Provided records:
>> START

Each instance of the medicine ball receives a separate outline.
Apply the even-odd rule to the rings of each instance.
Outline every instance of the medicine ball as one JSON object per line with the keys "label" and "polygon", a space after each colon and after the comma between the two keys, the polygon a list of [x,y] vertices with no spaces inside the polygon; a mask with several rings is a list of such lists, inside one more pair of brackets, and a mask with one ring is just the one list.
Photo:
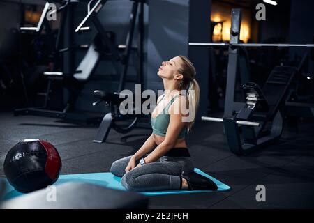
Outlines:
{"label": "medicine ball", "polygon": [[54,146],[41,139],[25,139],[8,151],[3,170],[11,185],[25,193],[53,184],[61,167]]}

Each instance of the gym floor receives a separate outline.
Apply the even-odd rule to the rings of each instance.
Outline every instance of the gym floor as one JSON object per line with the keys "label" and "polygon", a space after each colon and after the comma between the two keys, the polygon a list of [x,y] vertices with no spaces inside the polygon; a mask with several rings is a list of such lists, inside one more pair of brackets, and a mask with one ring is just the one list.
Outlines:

>> END
>> START

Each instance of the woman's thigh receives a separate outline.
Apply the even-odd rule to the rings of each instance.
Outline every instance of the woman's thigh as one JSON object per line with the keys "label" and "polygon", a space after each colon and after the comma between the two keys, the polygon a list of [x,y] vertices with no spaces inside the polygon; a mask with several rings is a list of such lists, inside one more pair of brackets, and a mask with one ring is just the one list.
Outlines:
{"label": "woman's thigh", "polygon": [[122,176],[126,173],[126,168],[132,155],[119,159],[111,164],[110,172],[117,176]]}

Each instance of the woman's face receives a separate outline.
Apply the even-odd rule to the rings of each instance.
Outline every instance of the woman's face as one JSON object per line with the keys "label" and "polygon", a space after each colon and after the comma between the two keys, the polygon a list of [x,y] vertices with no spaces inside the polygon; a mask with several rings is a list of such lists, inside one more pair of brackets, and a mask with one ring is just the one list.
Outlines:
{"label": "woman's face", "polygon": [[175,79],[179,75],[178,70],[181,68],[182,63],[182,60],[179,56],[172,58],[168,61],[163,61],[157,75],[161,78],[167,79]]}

>> END
>> START

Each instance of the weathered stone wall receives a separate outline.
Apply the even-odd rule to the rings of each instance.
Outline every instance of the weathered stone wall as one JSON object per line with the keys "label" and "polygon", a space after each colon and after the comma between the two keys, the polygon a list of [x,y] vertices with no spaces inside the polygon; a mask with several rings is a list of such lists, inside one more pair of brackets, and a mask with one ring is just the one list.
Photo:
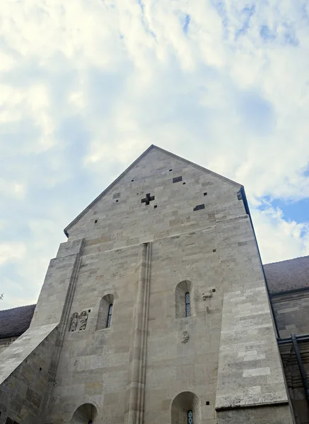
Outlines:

>> END

Problem requirements:
Please pick out every line of the listing above that contains the word "floor", and copy each one unchanged.

Exercise answer:
Each instance of the gym floor receives a separate outline.
Outline every instance of the gym floor as one JSON object per line with the keys "label" and "polygon", a space after each colon and after the comma between the two keys, the polygon a list of [x,y] vertices with no spaces inside the polygon; a mask with several rings is a list of such lists, inside one more pair of brackets, and a mask with one ring is just the one list.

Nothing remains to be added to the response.